Top of Provided text

GENEVA (AN) — Europe is again at the center of the pandemic with COVID-19 now the leading cause of death on the continent, the U.N. health agency said on Tuesday, as nations scrambled to impose new rules and pressure for more people to get vaccinated.
The 53-nation region covered by the World Health Organization’s Europe office, which includes Russia and the United Kingdom, could hit 2.2 million coronavirus deaths next spring when the pandemic is two years old, according to computer modeling for WHO that is carried out by the U.S.-based Institute for Health Metrics and Evaluation at the University of Washington.
That would make for an increase of 700,000 deaths in Europe from now. "The WHO European region remains firmly in the grip of the COVID-19 pandemic," WHO officials said in a statement.
"Last week, reported deaths due to COVID-19 increased to close to 4,200 a day, doubling from 2,100 deaths a day at the end of September, and cumulative reported deaths from the virus passed the 1.5 million mark for the 53 countries in this region," it said. "Today, COVID-19 is the number one cause of death across Europe and central Asia."
WHO said Europe also can expect "high or extreme stress on hospital beds in 25 countries, and high or extreme stress in intensive care units in 49 out of 53 countries between now and 1 March 2022. Cumulative reported deaths are projected to reach over 2.2 million by spring next year, based on current trends."
'Challenging winter ahead'
Dr. Hans Kluge, WHO's regional director for Europe, warned of a difficult winter and advised everyone to get vaccinated, get a booster if offered and incorporate preventive measures into daily routines. About 53% of the population has been fully vaccinated with more than 1 billion doses administered in Europe.
“Today, the COVID-19 situation across Europe and central Asia is very serious," he said. "We face a challenging winter ahead, but we should not be without hope, because all of us — governments, health authorities, individuals — can take decisive action to stabilize the pandemic."
With Europe trying to prevent a fourth wave of coronavirus from undoing its efforts at economic recovery, governments have imposed stricter restrictions such as vaccine mandates and work-at-home requirements.
Austria unveiled the toughest measures, returning to a national lockdown on Monday that officials said could last between 10 and 20 days. Schools and day care centers remain open, however, people are required to stay home except for trips outside to buy groceries, visit the doctor or get some exercise.
The nation also will be subject to a vaccine mandate starting in Friday. Belgium announced that starting Monday employees must work from home at least four days a week.
Police in Austria estimated that 40,000 protestors, including many members of far-right political parties and groups, turned out for weekend demonstrations in the capital of Vienna. Similar anti-vaccination protests have been held around Europe in places such as Croatia, Italy and Switzerland.

Bottom of Provided text

Required work |
1) Echo the COVID-19 report word for word, starting with "GENEVA (AN) —" and going on through "in a statement.".
2) Condense the paragraph of the COVID-19 report that begins "Austria unveiled the toughest measures" into a short list, keeping its main facts.
3) According to the COVID-19 report, about what share of the population in Europe has been fully vaccinated?
The data items have no role in any of this work.

Top of Provided material

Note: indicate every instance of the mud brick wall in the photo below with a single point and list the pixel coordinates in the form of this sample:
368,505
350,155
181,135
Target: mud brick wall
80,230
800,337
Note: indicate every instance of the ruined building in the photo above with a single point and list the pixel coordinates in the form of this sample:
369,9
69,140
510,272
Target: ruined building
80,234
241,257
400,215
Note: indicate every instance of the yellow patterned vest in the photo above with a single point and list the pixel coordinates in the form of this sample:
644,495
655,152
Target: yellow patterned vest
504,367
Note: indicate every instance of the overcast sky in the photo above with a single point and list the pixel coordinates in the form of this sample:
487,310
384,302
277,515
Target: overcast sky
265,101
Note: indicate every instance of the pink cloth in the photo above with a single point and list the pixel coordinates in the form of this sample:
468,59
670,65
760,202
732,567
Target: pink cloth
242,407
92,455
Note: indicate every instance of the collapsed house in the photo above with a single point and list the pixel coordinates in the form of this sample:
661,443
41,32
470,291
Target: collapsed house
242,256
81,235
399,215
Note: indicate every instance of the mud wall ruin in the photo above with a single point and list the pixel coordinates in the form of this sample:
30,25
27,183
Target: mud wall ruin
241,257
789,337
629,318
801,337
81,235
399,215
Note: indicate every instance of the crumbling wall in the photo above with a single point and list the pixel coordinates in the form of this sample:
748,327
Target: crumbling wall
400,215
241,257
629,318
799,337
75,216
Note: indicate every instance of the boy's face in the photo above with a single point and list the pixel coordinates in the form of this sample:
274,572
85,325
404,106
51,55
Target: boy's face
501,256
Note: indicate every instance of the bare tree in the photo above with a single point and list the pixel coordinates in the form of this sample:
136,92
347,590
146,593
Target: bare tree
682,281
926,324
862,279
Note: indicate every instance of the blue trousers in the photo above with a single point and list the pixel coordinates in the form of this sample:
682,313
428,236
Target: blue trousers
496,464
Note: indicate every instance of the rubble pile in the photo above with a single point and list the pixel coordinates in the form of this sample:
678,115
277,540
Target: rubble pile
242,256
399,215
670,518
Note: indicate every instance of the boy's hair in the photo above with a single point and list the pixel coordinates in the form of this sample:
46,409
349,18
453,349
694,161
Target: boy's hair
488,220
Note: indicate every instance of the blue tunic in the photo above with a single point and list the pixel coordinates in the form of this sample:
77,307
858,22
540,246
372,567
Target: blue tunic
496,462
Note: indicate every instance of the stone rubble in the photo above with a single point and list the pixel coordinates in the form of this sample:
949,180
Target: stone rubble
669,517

Bottom of Provided material

Responses to the exercise |
1)
GENEVA (AN) — Europe is again at the center of the pandemic with COVID-19 now the leading cause of death on the continent, the U.N. health agency said on Tuesday, as nations scrambled to impose new rules and pressure for more people to get vaccinated.
The 53-nation region covered by the World Health Organization’s Europe office, which includes Russia and the United Kingdom, could hit 2.2 million coronavirus deaths next spring when the pandemic is two years old, according to computer modeling for WHO that is carried out by the U.S.-based Institute for Health Metrics and Evaluation at the University of Washington.
That would make for an increase of 700,000 deaths in Europe from now. "The WHO European region remains firmly in the grip of the COVID-19 pandemic," WHO officials said in a statement.

2)
- Austria announced the strictest measures and went back into a national lockdown on Monday.
- Officials said the lockdown could last 10 to 20 days.
- Schools and day care centers stay open.
- People must stay home except to buy groceries, see a doctor or exercise.

3) About 53% of the population has been fully vaccinated.